What is required:
Your task is to output the listing word for word, with pictures excluded.

## Start Records for the task

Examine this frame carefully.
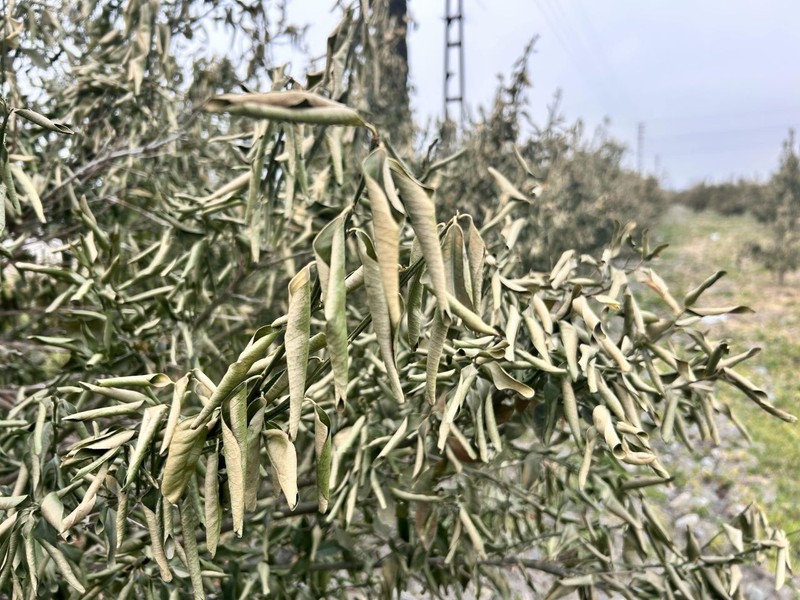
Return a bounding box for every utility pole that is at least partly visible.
[636,123,644,175]
[444,0,464,125]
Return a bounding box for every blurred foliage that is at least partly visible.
[675,131,800,283]
[675,179,768,217]
[0,0,794,599]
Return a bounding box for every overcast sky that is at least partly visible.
[278,0,800,187]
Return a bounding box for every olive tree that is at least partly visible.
[0,0,794,598]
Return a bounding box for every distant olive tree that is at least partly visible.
[756,130,800,284]
[0,0,794,599]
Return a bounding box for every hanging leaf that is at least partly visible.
[314,211,349,412]
[314,406,333,513]
[205,91,378,137]
[161,419,206,504]
[388,159,450,315]
[192,327,279,429]
[362,148,403,328]
[356,231,405,402]
[124,404,168,487]
[264,429,299,510]
[286,266,311,441]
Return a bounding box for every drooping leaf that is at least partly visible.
[192,326,279,429]
[125,404,168,487]
[314,406,333,513]
[388,159,450,315]
[203,445,222,558]
[205,91,377,137]
[362,148,403,328]
[14,108,75,135]
[314,211,349,411]
[181,498,206,600]
[285,267,311,441]
[264,429,299,509]
[161,419,207,504]
[356,231,405,402]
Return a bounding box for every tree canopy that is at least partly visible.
[0,0,794,599]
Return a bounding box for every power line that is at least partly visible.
[536,0,608,114]
[541,0,633,113]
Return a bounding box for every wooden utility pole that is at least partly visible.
[444,0,464,125]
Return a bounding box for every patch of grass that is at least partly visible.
[651,208,800,557]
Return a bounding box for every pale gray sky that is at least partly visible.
[276,0,800,187]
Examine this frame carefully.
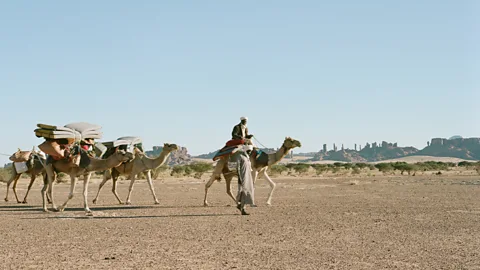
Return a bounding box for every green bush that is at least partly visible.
[352,167,361,174]
[270,164,289,175]
[375,163,393,173]
[312,164,329,175]
[0,167,13,183]
[353,163,368,170]
[170,165,185,176]
[293,163,310,175]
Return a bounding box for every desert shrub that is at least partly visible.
[342,163,353,170]
[170,165,185,177]
[312,164,329,175]
[352,167,361,174]
[393,162,418,175]
[269,164,289,175]
[375,163,393,174]
[353,163,368,170]
[293,163,310,175]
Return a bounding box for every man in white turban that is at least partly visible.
[232,116,253,140]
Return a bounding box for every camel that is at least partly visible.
[5,155,50,203]
[203,137,302,206]
[93,143,178,204]
[42,149,134,215]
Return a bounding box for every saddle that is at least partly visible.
[213,139,251,161]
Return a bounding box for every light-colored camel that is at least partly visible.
[5,155,50,203]
[203,137,302,206]
[93,143,178,204]
[42,150,134,215]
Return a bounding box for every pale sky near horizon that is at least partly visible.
[0,0,480,164]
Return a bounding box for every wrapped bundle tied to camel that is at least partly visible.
[34,122,103,166]
[9,148,45,173]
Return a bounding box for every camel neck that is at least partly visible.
[142,150,171,170]
[268,145,288,166]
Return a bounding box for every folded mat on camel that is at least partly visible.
[34,128,82,141]
[65,122,102,134]
[35,122,103,141]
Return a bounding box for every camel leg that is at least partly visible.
[42,172,52,203]
[93,170,111,204]
[125,174,136,204]
[58,175,77,212]
[203,174,215,206]
[5,174,21,202]
[203,158,227,206]
[22,174,36,203]
[112,176,123,204]
[83,173,92,216]
[224,173,237,205]
[262,169,276,205]
[147,170,160,204]
[250,169,258,207]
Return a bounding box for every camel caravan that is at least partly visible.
[5,117,301,215]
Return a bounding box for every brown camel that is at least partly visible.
[93,143,178,204]
[203,137,302,206]
[5,155,50,203]
[42,150,134,215]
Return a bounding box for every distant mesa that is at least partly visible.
[191,135,480,162]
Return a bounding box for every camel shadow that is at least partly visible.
[22,212,239,219]
[0,204,233,213]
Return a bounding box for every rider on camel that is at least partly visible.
[232,116,253,140]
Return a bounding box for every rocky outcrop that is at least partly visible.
[417,137,480,160]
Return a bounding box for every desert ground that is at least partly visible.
[0,174,480,269]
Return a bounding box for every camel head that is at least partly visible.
[162,143,178,152]
[112,148,135,162]
[283,137,302,150]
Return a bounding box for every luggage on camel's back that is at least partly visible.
[8,148,32,162]
[34,122,103,165]
[101,136,144,159]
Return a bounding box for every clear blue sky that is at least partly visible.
[0,0,480,164]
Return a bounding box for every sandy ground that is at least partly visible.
[0,176,480,269]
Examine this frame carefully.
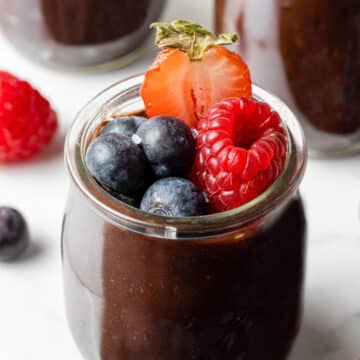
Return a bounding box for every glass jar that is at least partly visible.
[62,75,306,360]
[216,0,360,154]
[0,0,165,67]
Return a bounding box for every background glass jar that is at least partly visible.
[62,76,306,360]
[0,0,165,67]
[216,0,360,154]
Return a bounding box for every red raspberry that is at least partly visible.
[0,71,58,163]
[192,97,287,211]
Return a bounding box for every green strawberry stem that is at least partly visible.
[151,20,238,61]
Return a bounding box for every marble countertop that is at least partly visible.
[0,0,360,360]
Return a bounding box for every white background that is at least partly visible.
[0,0,360,360]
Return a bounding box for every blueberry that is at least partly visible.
[136,116,195,178]
[85,134,147,197]
[140,177,206,217]
[0,207,29,261]
[101,116,147,137]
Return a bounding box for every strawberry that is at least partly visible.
[141,20,251,127]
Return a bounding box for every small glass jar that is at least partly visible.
[216,0,360,155]
[0,0,165,68]
[62,75,306,360]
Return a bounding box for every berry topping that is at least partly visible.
[136,116,195,178]
[192,97,287,211]
[0,207,29,261]
[101,116,147,137]
[86,134,147,197]
[0,71,58,162]
[140,177,206,217]
[141,20,251,127]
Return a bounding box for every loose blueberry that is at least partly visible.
[136,116,195,178]
[140,177,206,217]
[85,134,147,197]
[0,207,29,261]
[101,116,147,137]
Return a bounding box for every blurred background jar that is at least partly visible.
[216,0,360,154]
[0,0,166,67]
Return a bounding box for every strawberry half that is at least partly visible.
[141,20,251,127]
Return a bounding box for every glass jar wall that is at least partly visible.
[216,0,360,154]
[0,0,165,67]
[62,76,306,360]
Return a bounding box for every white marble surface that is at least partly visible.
[0,0,360,360]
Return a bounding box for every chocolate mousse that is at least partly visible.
[41,0,151,45]
[63,193,305,360]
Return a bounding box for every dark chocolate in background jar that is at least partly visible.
[216,0,360,154]
[0,0,166,69]
[40,0,151,45]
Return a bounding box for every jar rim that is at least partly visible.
[65,74,307,239]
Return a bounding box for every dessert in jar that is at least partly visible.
[216,0,360,154]
[62,21,306,360]
[0,0,165,67]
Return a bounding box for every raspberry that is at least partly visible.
[0,71,58,162]
[192,97,287,211]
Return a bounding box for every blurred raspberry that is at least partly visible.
[0,71,58,163]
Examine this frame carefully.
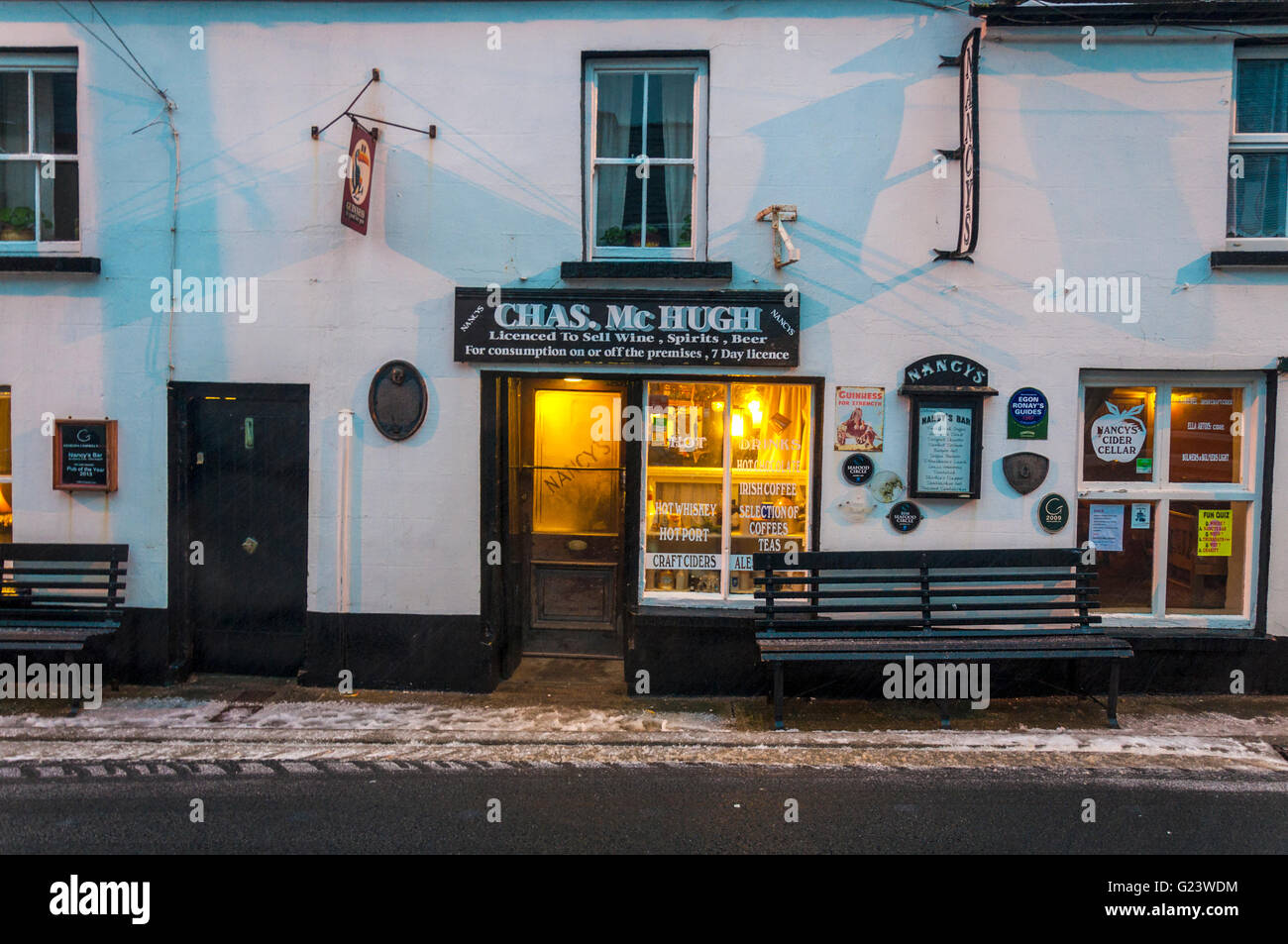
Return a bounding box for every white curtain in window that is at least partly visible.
[660,74,693,246]
[1227,154,1288,239]
[595,74,634,237]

## End Records for the task

Solution for this problem:
Examine this frame carefully.
Return a bounding box for every utility pole that is at least partly visible.
[636,123,644,175]
[444,0,464,125]
Return a bounding box for every blurred foliage that is at least partly visible.
[675,131,800,283]
[675,179,768,217]
[0,0,794,599]
Return a bounding box for every overcast sky that is at least partly visible.
[278,0,800,187]
Return a bounding box for every olive tree that is at least partly visible.
[0,0,794,598]
Return a bounding box for every distant olive tree that is at least partly visible.
[756,130,800,284]
[0,0,794,599]
Return a bounding box for every hanging leaf that is at least partly visible.
[314,211,349,412]
[314,406,333,513]
[205,91,378,137]
[161,419,206,504]
[388,159,450,315]
[192,327,279,429]
[362,148,403,328]
[356,231,405,402]
[124,404,168,487]
[264,429,299,510]
[286,266,311,441]
Return a bounding box for every drooping leaf that is at least partly visible.
[192,326,279,429]
[125,404,168,487]
[314,406,333,513]
[388,159,450,315]
[203,445,222,558]
[205,91,377,137]
[362,148,403,328]
[14,108,75,135]
[314,211,349,411]
[181,498,206,600]
[285,267,311,441]
[264,429,299,509]
[161,419,207,504]
[356,231,405,402]
Return a bounding box for every tree canopy that is at least partly visible.
[0,0,794,599]
Return a bounding box for every power line that is at least partly visible.
[536,0,608,114]
[541,0,633,113]
Return a bounding box for every wooden utility pole that is at least partly visible.
[444,0,464,125]
Return a bounding box for every patch of grass that is at least partly visible.
[651,208,800,557]
Return a bounding box for every pale gray sky that is at least partly visible.
[276,0,800,187]
Examine this frame carefully.
Return a bounding box for every green bush that is at least partly visible.
[352,167,361,174]
[270,164,289,175]
[375,163,393,173]
[312,164,329,175]
[0,167,13,183]
[353,163,368,170]
[170,165,185,176]
[293,163,310,175]
Return a bounding box for every desert shrub that is at least partly visible.
[342,163,353,170]
[170,165,185,177]
[312,164,329,175]
[352,167,361,174]
[393,162,418,175]
[269,164,289,175]
[375,163,393,174]
[353,163,368,170]
[293,163,310,175]
Return a bounding box for every man in white turban that is at least partly visible.
[232,116,253,140]
Return a bounding box for every camel that is at least partly visible.
[5,155,50,203]
[203,137,302,206]
[93,143,178,204]
[42,149,134,215]
Return a bounding box for every saddle that is at least partly visible.
[213,139,251,161]
Return a bounding box for every light-colored camel that is at least partly visible.
[5,155,50,203]
[203,137,302,206]
[93,143,178,204]
[42,150,134,215]
Return a bounding box for every pale sky near horizon that is at least partly visible.
[0,0,480,164]
Return a bounding box for every wrapped bundle tied to camel that is at least partly visible.
[34,122,103,166]
[9,148,45,173]
Return a bounding box for every camel neck that is at least partly visible.
[142,150,171,170]
[268,145,288,166]
Return a bounding box for every folded mat on camel that is at least partly visible.
[34,128,82,141]
[65,122,102,134]
[35,122,103,141]
Return a bounding box for every camel leg that is at least partly visible.
[42,172,52,203]
[93,170,111,204]
[125,174,136,204]
[58,175,77,212]
[203,174,215,206]
[5,174,21,202]
[203,158,227,206]
[22,174,36,203]
[112,176,123,204]
[83,173,92,216]
[224,173,237,205]
[262,169,276,205]
[147,170,160,204]
[250,169,258,207]
Return a bounding box for every camel caravan that is at least partly visible.
[5,117,301,215]
Return a bounding box for every brown camel that is at least partly visible.
[93,143,178,204]
[203,137,302,206]
[5,155,50,203]
[42,150,134,215]
Return a bounding box for every distant mesa that is at least partly visible.
[191,135,480,162]
Return a bounding box for every camel shadow that is at least partly visible.
[22,212,239,219]
[0,204,233,213]
Return a bounding box for every rider on camel that is at least partly visible.
[232,116,253,140]
Return a bounding box for every rocky outcrop that is at least partly visible.
[417,137,480,160]
Return a bounding box for every desert ground that is at least partly visible.
[0,174,480,269]
Return a bounding box for every camel head that is at least partly visible.
[162,143,178,152]
[112,148,135,162]
[283,137,302,150]
Return a bounding box for every luggage on camel's back that is at least partly visible.
[8,148,32,162]
[34,122,103,165]
[101,136,144,159]
Return a bounding box for every clear blue sky that is at least partly visible.
[0,0,480,164]
Return a bounding box for every sandy ground that is at least partly visible.
[0,176,480,269]
Examine this frame carefully.
Return a bounding box for every glass jar that is at least partly visible.
[62,75,306,360]
[216,0,360,154]
[0,0,165,67]
Return a bounding box for every background glass jar that is at least partly visible.
[62,76,306,360]
[0,0,165,67]
[216,0,360,154]
Return a bounding box for every red raspberry that is at least partly visible.
[0,71,58,163]
[192,97,287,211]
Return a bounding box for every green strawberry stem that is at least partly visible.
[151,20,238,61]
Return a bounding box for every marble countertop that is at least partly visible.
[0,0,360,360]
Return a bounding box for every white background that is at least partly visible.
[0,0,360,360]
Return a bounding box for every blueberry that is at least partly visible.
[136,116,195,178]
[85,134,147,197]
[140,177,206,217]
[0,207,29,261]
[101,116,147,137]
Return a bounding box for every strawberry that is at least partly visible.
[141,20,251,127]
Return a bounding box for every small glass jar that is at least partly visible.
[216,0,360,155]
[0,0,165,68]
[62,75,306,360]
Return a bounding box for every berry topping that is at least partly visible.
[136,116,195,178]
[192,97,287,211]
[0,207,29,261]
[101,116,147,137]
[86,134,147,197]
[0,71,58,162]
[140,177,206,217]
[141,20,251,127]
Return a bounding box for every loose blueberry that is at least partly visible.
[136,116,195,178]
[140,177,206,217]
[85,134,147,197]
[0,207,29,261]
[101,116,147,137]
Return a bounding box for every blurred background jar that is at least partly visible.
[216,0,360,154]
[0,0,166,67]
Return a bounding box for every strawberry half that is at least partly visible.
[141,20,251,127]
Return a bounding box for every glass jar wall that is at least partly visible.
[216,0,360,154]
[0,0,165,67]
[62,76,306,360]
Return a bounding box for every white marble surface that is at least partly visible.
[0,0,360,360]
Return a bounding box for every chocolate mousse that is at least partly visible.
[41,0,151,45]
[63,193,305,360]
Return a bounding box for every dark chocolate in background jar that is at least partly visible.
[216,0,360,154]
[0,0,166,69]
[40,0,151,45]
Return a bounding box for every jar rim that is at least partly visible.
[65,74,307,239]
Return a bounding box for every dessert in jar that is at least partly visible.
[216,0,360,154]
[62,21,306,360]
[0,0,165,67]
Return a bounding box for every raspberry that is at least partly visible.
[0,71,58,162]
[192,97,287,211]
Return a bounding box for every blurred raspberry that is at least partly visible.
[0,71,58,163]
Examine this frame carefully.
Return a bounding box for every white curtain in window that is at least partly visible.
[660,74,693,246]
[1227,154,1288,239]
[595,74,634,237]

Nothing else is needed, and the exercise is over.